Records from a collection
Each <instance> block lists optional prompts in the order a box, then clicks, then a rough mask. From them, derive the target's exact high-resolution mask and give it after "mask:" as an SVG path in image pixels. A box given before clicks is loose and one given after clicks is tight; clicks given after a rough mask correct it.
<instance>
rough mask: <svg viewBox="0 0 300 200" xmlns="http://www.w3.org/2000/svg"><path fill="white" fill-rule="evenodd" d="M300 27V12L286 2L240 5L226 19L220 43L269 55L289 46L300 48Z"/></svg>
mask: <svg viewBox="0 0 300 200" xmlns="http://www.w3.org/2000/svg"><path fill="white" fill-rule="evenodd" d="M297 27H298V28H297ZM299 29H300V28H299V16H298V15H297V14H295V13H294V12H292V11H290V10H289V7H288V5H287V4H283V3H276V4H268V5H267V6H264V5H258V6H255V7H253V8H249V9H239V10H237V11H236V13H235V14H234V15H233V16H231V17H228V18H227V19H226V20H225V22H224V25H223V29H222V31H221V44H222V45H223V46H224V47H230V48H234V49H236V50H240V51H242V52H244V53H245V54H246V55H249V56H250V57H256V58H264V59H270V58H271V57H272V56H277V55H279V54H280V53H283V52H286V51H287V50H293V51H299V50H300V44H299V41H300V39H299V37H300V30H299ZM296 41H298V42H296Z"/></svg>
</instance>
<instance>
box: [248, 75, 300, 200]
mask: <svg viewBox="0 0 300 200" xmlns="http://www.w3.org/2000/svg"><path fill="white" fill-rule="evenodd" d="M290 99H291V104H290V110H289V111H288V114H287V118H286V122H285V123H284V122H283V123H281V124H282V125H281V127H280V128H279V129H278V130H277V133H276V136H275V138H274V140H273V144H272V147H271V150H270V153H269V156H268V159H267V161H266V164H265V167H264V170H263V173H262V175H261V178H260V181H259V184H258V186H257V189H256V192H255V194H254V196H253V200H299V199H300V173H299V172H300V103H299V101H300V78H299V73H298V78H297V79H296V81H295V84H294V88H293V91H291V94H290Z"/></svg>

== EXERCISE GOAL ==
Every line of the data is to be retyped without alteration.

== THE COMPLETED TASK ==
Each <instance> block lists optional prompts in the order a box, then clicks, then a rough mask. From them, derive the target's exact high-resolution mask and give it after "mask:" as an SVG path in image pixels. A box given before clicks is loose and one given after clicks is tight; clicks given after a rough mask correct it.
<instance>
rough mask: <svg viewBox="0 0 300 200" xmlns="http://www.w3.org/2000/svg"><path fill="white" fill-rule="evenodd" d="M300 27V12L286 2L240 5L226 19L220 43L269 55L289 46L300 48Z"/></svg>
mask: <svg viewBox="0 0 300 200" xmlns="http://www.w3.org/2000/svg"><path fill="white" fill-rule="evenodd" d="M297 27H298V28H297ZM299 29H300V28H299V16H298V15H297V14H295V13H294V12H292V11H290V10H289V7H288V5H287V4H283V3H276V4H268V5H267V6H264V5H258V6H255V7H253V8H249V9H239V10H237V11H236V13H235V14H234V15H233V16H231V17H228V18H227V19H226V20H225V22H224V25H223V29H222V31H221V44H222V45H223V46H224V47H230V48H234V49H236V50H240V51H242V52H244V53H245V54H246V55H249V56H250V57H256V58H264V59H270V58H271V57H272V56H277V55H279V54H280V53H283V52H286V51H287V50H293V51H299V50H300V44H299V41H300V39H299V37H300V30H299ZM296 41H298V42H296Z"/></svg>
</instance>
<instance>
box: [248, 75, 300, 200]
mask: <svg viewBox="0 0 300 200" xmlns="http://www.w3.org/2000/svg"><path fill="white" fill-rule="evenodd" d="M290 99H291V104H290V110H289V111H288V114H287V118H286V122H285V123H284V122H283V123H281V124H282V125H281V127H280V128H279V129H278V130H277V133H276V136H275V138H274V140H273V144H272V147H271V150H270V153H269V156H268V159H267V161H266V164H265V167H264V170H263V173H262V175H261V178H260V181H259V184H258V186H257V189H256V192H255V194H254V196H253V200H299V199H300V173H299V172H300V103H299V101H300V78H299V73H298V78H297V79H296V81H295V84H294V88H293V91H291V94H290Z"/></svg>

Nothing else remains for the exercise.